Unfortunately, many HPC programs require tightly coupled parallelism to perform well, and this is not easy to achieve with virtualization. It can be done, but it will take time; the HPC market is smaller that the compute server, desktop or embedded computing markets, thus investment in virtualization will not have as strong a commercial return, and thus will likely be largely done by the research organizations themselves. When virtualization achieves better adoption in the HPC market, it will save money for vendors of commercial software vendors of HPC programs, as they will only need to test there programs in a virtual machine, not in a large number of operating systems and versions – I believe this reason will encourage virtual machines into the early adopter camp, at least for commercial HPC software. “Grand Challenge” supercomputer systems, by there nature, stretch their underlying technologies to the breaking point, so I believe migration to the early adopter phase will be slower for these Top500 machines.
So why do I find supercomputing the most interesting class of computing? Because there we push the envelop of IT technology, we scale the pieces of IT until they break, we fix them, scale it some more until something else breaks, we fix that and scale it some more. We build these machines to simulate problems too costly or too dangerous to perform in the real world. We build computational models of cars and crash them without ever building a prototype, the result being lighter, safer cars that are designed in a shorter interval. We build computational models of weather systems, which allow us to predict the weather in the future to a certain probability of accuracy; as the machine gets bigger, as the granularity of the models get finer and as the algorithms improve, so do the predictions. The mapping of the human genome has enabled a whole new field of science – computational drug discovery; algorithms pour over huge databases of chemical structures looking for pattern matches with human DNA – this has the potential to cut the drug discovery interval in half, and is opening the door to the possibility of designer drugs tuned to our individual DNA. Susan Baldwin, executive director of Compute Canada spoke to the ORION summit on HPC; she presented the analogy, “If Google is the search engine of the present, then HPC is a search engine for the future”. Supercomputers are being built to solve “grand challenge” science problems where the only method experimentation is numerical modeling and simulation. Supercomputers will be used to make new discoveries and solve more complex riddles.
Now I get on my soap box. Canada is falling behind in the use of IT technology and it is well documented that as a result, there is a growing competitive lag with the US and other advanced nations. Canada’s top supercomputer is on 22nd on the most recent Top500 list. Unless a new larger machine is brought online in the next few weeks, that position will drop with the next list in June. Yes, the US economy is 10x the Canadian economy, so it is not surprising that they are above us on the list, but they have 12 machines on the list above us, and their top machine is 10x bigger – we’re way behind. Even more interesting is the other nations above us on the list: Switzerland, UK, China, Saudi Arabia, Korea, Germany and Russia. You can download the list as a spreadsheet and calculate total capacity in the top500 ranked systems by country, and it doesn’t position Canada any better. Canada needs to build more supercomputers. We need to build a petaFLOP machine.

*Recorded data*
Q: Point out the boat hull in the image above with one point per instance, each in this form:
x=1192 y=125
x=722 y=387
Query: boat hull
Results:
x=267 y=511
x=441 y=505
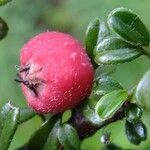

*Work to be completed*
Please say whether each statement agrees with the supercomputing text, giving yes or no and quoting the exact words of the text that decide it. (a) Susan Baldwin is executive director of Compute Canada. (b) Japan is among the nations ranked above Canada on the list. (c) The top US machine is twice as big as Canada's.

*Solved problem*
(a) Yes: "Susan Baldwin, executive director of Compute Canada spoke to the ORION summit on HPC"
(b) No: "the other nations above us on the list: Switzerland, UK, China, Saudi Arabia, Korea, Germany and Russia"
(c) No: "their top machine is 10x bigger"